== DOCUMENT PASSAGE ==
· · · · · · ·

The lives of Margaret Thatcher and Margaret North, RIP
My mother died in February, aged 95 and Margaret Thatcher, of course, died in April, aged 87. They were quite a common social type, and rather a fine one.
I always thought that my mother, also a Margaret, was a little like Lady Thatcher. Both Margarets were lower-middle class and not southern; both the daughters of shop-keepers, though my maternal grandfather was a pharmacist not a grocer. My grandfather was not of the severe Methodist stamp and my mother for a while aspired to be an actress. Both women were of the generation that went in for elocutionary improvement, which produced in both of them a sort of cut-glass falsity which was amusing to snobs. I am fascinated by Charles Moore’s account of Margaret Hilda’s frankly go-getting view of the sexual and social politics open to good-looking girls. My impression is that my mother knew all about that sort of thing, and played that game fairly hard and with some success.
It ought to be said Margaret N always rather despised Margaret T. My mother had a vivid turn of phrase and when the PM’s name came up, she would say, “That woman has a narrow vagina!” Quite how she could have divined such a thing, I don’t know. Perhaps she said it because she knew my father rather admired Mrs Thatcher. My mother did not think much of her menfolk, as men: she reserved her veneration for Frenchmen, because, “they understand a woman”. I don’t think she had known many Frenchmen. Anyway, she was fiercely jealous and given to sharpness about any female who might be in the remotest sense in competition with her.

· · · · · · ·

== ENTRIES SUPPLIED ==
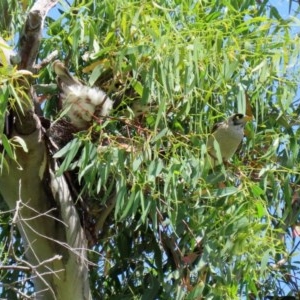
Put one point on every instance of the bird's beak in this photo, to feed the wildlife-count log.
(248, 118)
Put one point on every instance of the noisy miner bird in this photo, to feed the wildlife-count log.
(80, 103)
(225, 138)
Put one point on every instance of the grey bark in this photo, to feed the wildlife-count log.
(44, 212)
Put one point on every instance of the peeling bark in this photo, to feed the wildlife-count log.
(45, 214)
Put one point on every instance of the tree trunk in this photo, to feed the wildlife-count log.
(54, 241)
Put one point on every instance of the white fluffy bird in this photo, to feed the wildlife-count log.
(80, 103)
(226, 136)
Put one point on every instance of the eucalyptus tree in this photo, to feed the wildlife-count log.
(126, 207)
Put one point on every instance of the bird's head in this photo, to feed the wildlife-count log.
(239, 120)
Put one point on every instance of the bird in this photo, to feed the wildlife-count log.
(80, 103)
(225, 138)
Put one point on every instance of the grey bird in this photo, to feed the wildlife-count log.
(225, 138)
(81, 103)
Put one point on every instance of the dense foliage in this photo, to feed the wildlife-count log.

· · · · · · ·

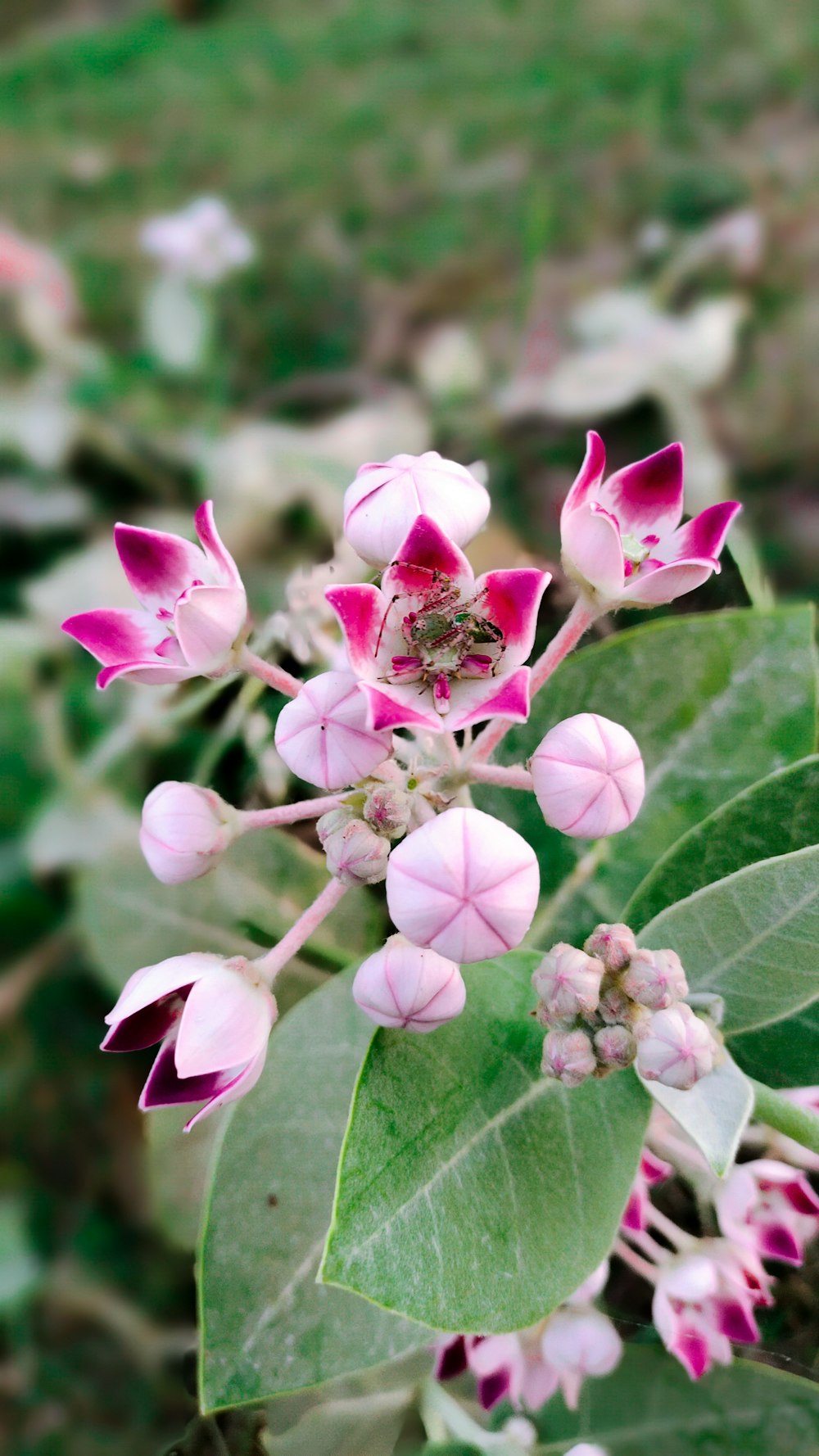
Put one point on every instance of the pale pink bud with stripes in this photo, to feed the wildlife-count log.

· · · · · · ·

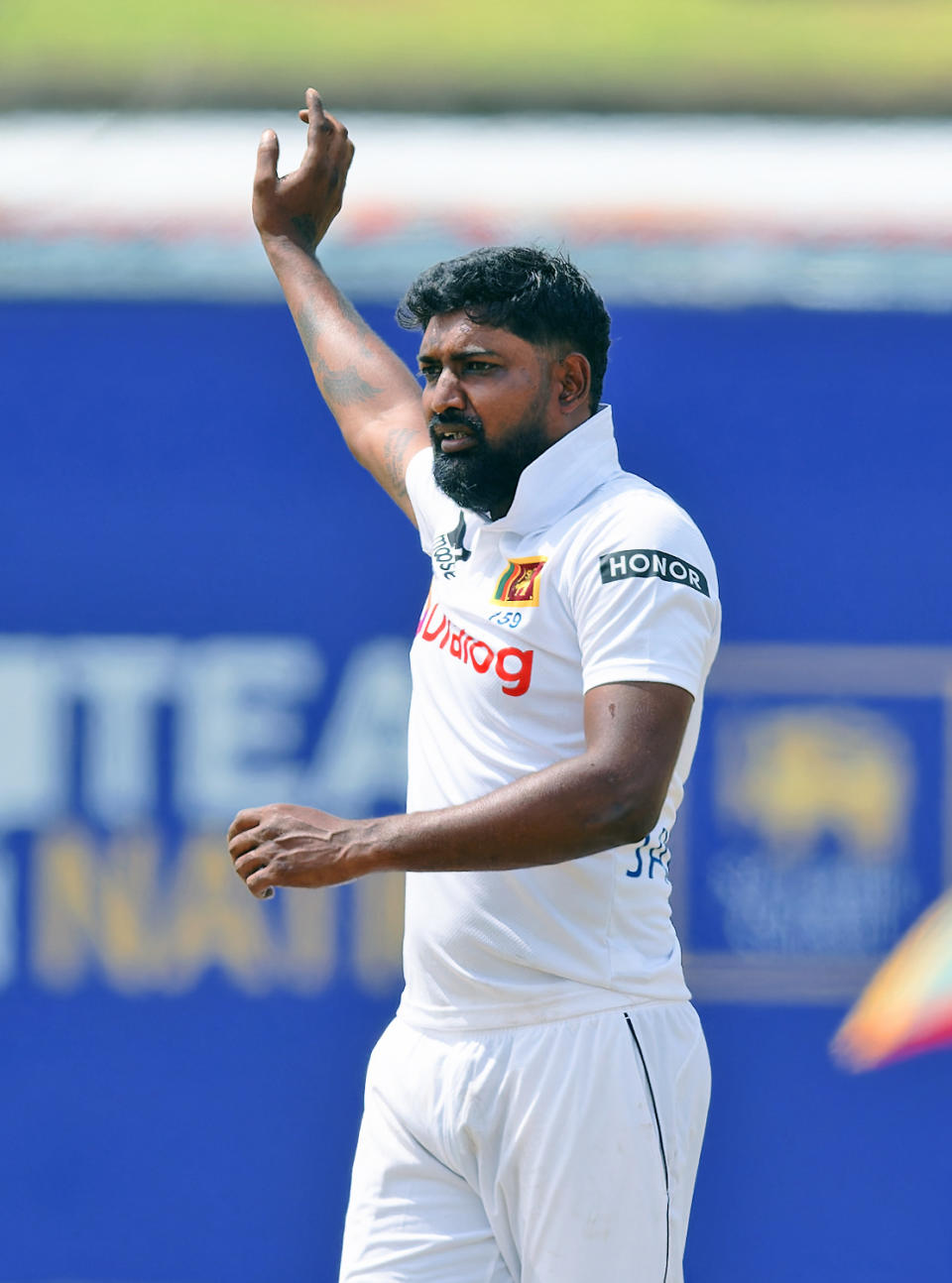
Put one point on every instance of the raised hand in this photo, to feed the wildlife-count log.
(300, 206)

· · · · · · ·

== EXPLORE THE MATERIAL ==
A. From the essay on the two Margarets, return the passage that starts at the words "I always thought" and stops after "with some success.", copied word for word.
B. Extend the essay comparing Margaret Thatcher and Margaret North, picking up after its final sentence.

== ANSWER LIST ==
A.
I always thought that my mother, also a Margaret, was a little like Lady Thatcher. Both Margarets were lower-middle class and not southern; both the daughters of shop-keepers, though my maternal grandfather was a pharmacist not a grocer. My grandfather was not of the severe Methodist stamp and my mother for a while aspired to be an actress. Both women were of the generation that went in for elocutionary improvement, which produced in both of them a sort of cut-glass falsity which was amusing to snobs. I am fascinated by Charles Moore’s account of Margaret Hilda’s frankly go-getting view of the sexual and social politics open to good-looking girls. My impression is that my mother knew all about that sort of thing, and played that game fairly hard and with some success.

B.
The best account I have read of this sort of territory is the remarkable (because matter-of-fact but almost novelistic) diary by Joan Rice, Sand In My Shoes. There are lots of accounts in Betty Miller, Rosamund Lehmann and other women novelists – also Nevil Shute – of the first half of the 20th Century of the kind of thing I mean. It has to do with an understanding, as common in the lower as in the upper strata of society, that it is important to move upward, and avoid falling backward. Of course, for many women love played a big part in their relations, but there was also a striking lack of sentimentality: a briskness, at least amongst female intimates, about the advantages of a good marriage. We may think romance plays a bigger part now, but it is striking how much books like Manning Up and Growing Apart emphasis the way modern elite couples form themselves out of a small pool. Indeed, the pool may be narrowing as clever and successful men marry clever and successful women.
That generation of women were seldom old-fashioned. They framed themselves as not being Edwardian and still less Victorian. They did not especially need to be insurgent and dissident, merely modern. (Our own Baby Boomer feminists, having been totally liberated into modernity, had to go all round the houses to come up with a pseudo-patriarchy to hate and rebel against.)
It is interesting that Mrs Thatcher was never a great moraliser: she expected quite bad behaviour from men and women alike. It is often supposed that she was anti-homosexual, but I rather doubt that. Her generation adored Noel Coward and well understood that the arts and fashion were awash with pansies, many of whom – they well knew – had been heroic in war. On the whole, that generation of women thought almost everything went, but shouldn’t be allowed to frighten the horses (an expression they freely borrowed from their parents and grandparents).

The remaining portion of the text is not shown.